▸ **TEXT**:
* * * *

Of course, this is a book, not a therapy session, but its pages contain all the rage, truth, and narrative processing that make books healing for me.   

Speaking of truth, and Jim Harrison who in his books does not shy away from the topic of governmental genocide in our own country, I really appreciated Alexie's insistence on telling the truth about Indian relocation movements, the abuses that Indian education systems fostered, and the rapes. assaults, and violence perpetrated by priests, teachers, and officials responsible for handling Native American affairs, which led to rapes, assaults, and violence within Indian tribes themselves. 

How are we not talking about these things every day? (Happy Birthday, America!)













There's a surreal page in a book Samantha picked up at a library sale about the canal system inside The Great Lakes.  Okay, I picked it up for her, because I'm obsessed with water and newly intrigued by Lake Michigan, since we are land-locked and it is the closest thing I have to the ocean these days.  (For clarity, the pictures directly above are of the Atlantic, my first real love.)


Here's the page:



I'm pretty sure that's the cleanest, most white-washed definition of colonization I've read in my life.  Like many things in these old library books we pick up from time to time, it gave me chills. 

The Great St. Lawrence Seaway was published in 1992. I really hope it would read differently if it were published today.

On that note, in one excerpt from You Don't Have to Say You Love Me, Alexie writes about the fact that there is a United States Holocaust Memorial Museum, which he says is "a vital place.  It is a grievous reminder. A warning.  It is as necessary as any museum ever built." 

But, he says, the fact that we don't have a United States Native American Genocide Memorial Museum, "also proves to me how the United States closes its eyes against the pain it has caused. The United States often looks away from the pain it has caused."  Later, he writes: "The United States wants all of us to forget the crimes it committed against the indigenous.

The United States wants us to forget.

The United States wants us to forget.

The United States wants us to forget." 

Well, I don't want to forget. 



I was going to include some of Alexie's poetry from the memoir, but when I typed it into my computer, it didn't save, and maybe that is a sign because he tends to use profanity and this is a family blog.  JK!  It's not a family blog but I'm not sure strong language is what people come here for.




I do want to say that I watched O.J.: Made In America and it blew me away with its thoroughness, narrative skill, and absolutely essential education about the history of racial discrimination in L.A., something I didn't really understand when the O.J. Simpson trial first unfolded in 1994.  When I read Ann Patchett's book of essays, This Is the Story of a Happy Marriage, particularly her essay about trying out for the LAPD, she alluded to that history, but I was still pretty fuzzy on the details.  The murders in O.J.: Made in America are lurid and disturbing, obviously, and it has the most haunting trumpet music you'll ever hear in your life, but I'm so glad I watched it, and I wish everyone would see it.

That's my Fourth of July post, you guys!  I obviously didn't set out to discuss genocide, violence, and racial discrimination but in a way, it feels fitting.  Some people don't want to talk about these things, and I understand not having the capacity to look at pain - your own, and the pain you inflict on others.  It's not something we're taught, really, at least not by the larger, hypermasculine culture we live in. 



Speaking of hypermasculine, check out this slide!
In my own life, I've watched adults do a dance when my child cries, hoping to distract her back to silliness.  I know a child's frustration is fleeting, but I want her to know: it's okay to be mad, it's okay to be sad.  It's okay to feel these things, because when you don't allow yourself to feel difficult emotions, you shut out half your life.  This shutting off of your experience is, I believe, what really causes suffering, not the initial pain you feel, which eventually recedes when you learn to integrate it all the way.




I'm done with the lecture.  What do you guys think of DeLillo for a baby's name?  Maybe just The Don??

* * * *

▸ **INFORMATION SUPPLIED**:
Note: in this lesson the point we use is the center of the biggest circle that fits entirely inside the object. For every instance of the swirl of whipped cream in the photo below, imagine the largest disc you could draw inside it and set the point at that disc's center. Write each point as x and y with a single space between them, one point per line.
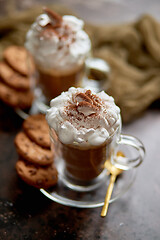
83 118
58 43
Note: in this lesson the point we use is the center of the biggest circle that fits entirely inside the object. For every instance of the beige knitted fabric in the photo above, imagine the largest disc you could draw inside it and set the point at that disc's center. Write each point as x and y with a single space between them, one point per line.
132 50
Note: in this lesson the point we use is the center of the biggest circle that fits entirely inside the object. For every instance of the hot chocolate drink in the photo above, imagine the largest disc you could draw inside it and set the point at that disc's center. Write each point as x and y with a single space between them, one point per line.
59 47
84 124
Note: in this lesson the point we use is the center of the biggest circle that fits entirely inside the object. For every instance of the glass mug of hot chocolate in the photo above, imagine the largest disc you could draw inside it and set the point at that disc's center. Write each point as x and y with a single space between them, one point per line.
59 46
85 129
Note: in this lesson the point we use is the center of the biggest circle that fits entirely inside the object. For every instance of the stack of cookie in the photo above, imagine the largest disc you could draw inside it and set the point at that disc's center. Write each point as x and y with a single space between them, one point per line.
15 82
35 165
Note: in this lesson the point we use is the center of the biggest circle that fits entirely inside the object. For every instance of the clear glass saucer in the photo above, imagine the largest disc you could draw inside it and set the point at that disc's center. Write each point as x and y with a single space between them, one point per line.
93 198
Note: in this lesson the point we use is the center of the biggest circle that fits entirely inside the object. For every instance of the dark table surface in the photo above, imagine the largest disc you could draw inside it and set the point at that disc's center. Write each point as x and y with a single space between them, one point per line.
27 214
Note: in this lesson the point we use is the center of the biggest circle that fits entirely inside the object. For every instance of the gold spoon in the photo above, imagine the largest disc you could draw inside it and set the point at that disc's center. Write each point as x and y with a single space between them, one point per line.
114 173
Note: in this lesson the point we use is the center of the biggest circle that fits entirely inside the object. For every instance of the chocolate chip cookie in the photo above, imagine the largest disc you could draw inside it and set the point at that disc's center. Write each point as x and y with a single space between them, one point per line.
36 176
36 128
32 152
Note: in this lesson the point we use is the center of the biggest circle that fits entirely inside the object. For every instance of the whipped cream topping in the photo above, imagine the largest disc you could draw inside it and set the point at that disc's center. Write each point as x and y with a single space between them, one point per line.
83 118
58 43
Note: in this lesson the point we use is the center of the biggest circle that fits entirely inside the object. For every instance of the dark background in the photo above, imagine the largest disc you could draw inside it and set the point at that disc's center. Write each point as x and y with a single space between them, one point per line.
26 214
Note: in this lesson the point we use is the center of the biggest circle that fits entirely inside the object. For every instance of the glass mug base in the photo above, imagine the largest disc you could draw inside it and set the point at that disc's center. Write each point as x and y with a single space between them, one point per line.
76 184
94 198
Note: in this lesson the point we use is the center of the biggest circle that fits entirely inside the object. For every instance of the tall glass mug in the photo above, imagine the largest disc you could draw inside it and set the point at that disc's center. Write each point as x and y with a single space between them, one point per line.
60 47
80 153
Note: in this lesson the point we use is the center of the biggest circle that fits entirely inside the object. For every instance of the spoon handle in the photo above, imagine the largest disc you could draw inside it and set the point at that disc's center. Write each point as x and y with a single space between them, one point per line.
108 195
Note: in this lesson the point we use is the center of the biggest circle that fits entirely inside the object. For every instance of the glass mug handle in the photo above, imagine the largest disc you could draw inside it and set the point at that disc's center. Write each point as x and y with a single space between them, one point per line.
126 163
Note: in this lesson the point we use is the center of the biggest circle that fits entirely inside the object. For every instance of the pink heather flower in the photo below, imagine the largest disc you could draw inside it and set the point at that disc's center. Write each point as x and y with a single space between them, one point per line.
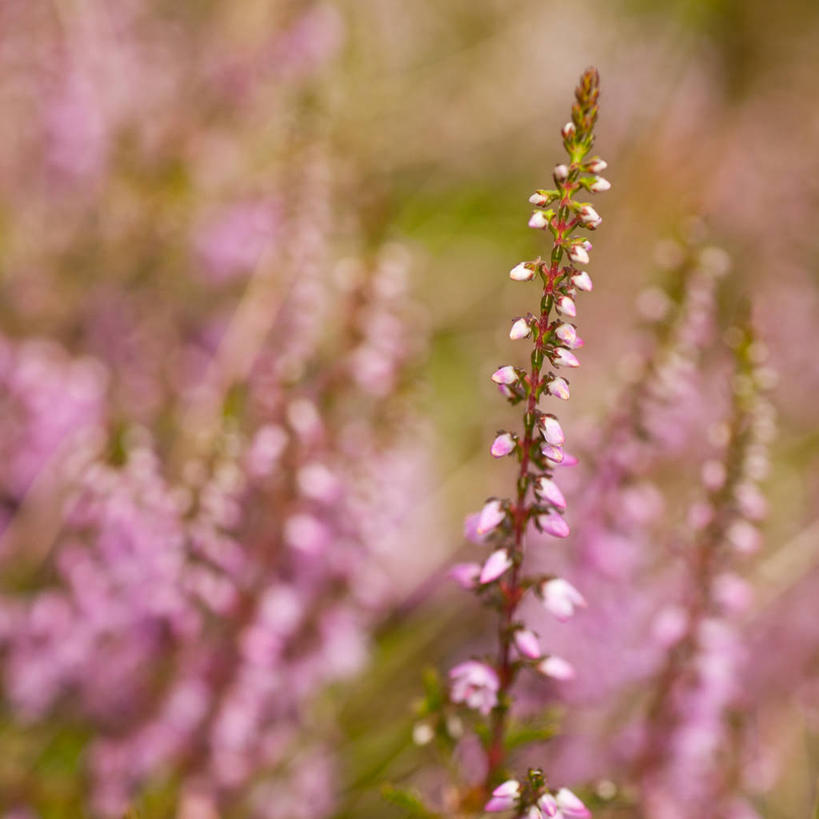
548 805
571 806
561 598
551 430
553 453
589 216
566 333
504 797
520 329
497 563
505 375
527 644
561 173
475 684
559 388
566 307
557 668
551 492
582 281
744 536
466 575
502 445
538 220
522 272
554 524
565 358
490 517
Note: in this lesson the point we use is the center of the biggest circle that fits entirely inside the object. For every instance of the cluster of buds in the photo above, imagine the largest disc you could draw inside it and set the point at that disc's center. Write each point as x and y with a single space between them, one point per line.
503 523
688 719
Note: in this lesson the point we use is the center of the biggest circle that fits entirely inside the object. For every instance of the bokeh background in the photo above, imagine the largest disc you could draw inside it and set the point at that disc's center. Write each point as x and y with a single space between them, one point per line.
172 173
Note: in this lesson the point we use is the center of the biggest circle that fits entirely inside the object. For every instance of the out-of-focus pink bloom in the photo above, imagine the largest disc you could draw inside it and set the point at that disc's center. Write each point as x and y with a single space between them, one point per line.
496 564
466 575
475 684
557 668
561 598
554 524
527 644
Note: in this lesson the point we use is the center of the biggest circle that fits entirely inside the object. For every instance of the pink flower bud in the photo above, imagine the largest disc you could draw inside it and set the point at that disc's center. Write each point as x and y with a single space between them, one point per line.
566 333
522 272
561 598
551 492
566 307
491 516
551 430
505 375
557 668
504 797
571 806
503 445
548 805
554 524
526 643
538 220
497 563
466 575
474 684
559 388
582 281
564 358
553 453
520 329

* * * *

▸ **PROBLEM DESCRIPTION**:
Retype the blog post word for word, beginning at the words "That's my Fourth" and stopping after the words "we live in.".

▸ **OUTPUT OF THE TASK**:
That's my Fourth of July post, you guys!  I obviously didn't set out to discuss genocide, violence, and racial discrimination but in a way, it feels fitting.  Some people don't want to talk about these things, and I understand not having the capacity to look at pain - your own, and the pain you inflict on others.  It's not something we're taught, really, at least not by the larger, hypermasculine culture we live in.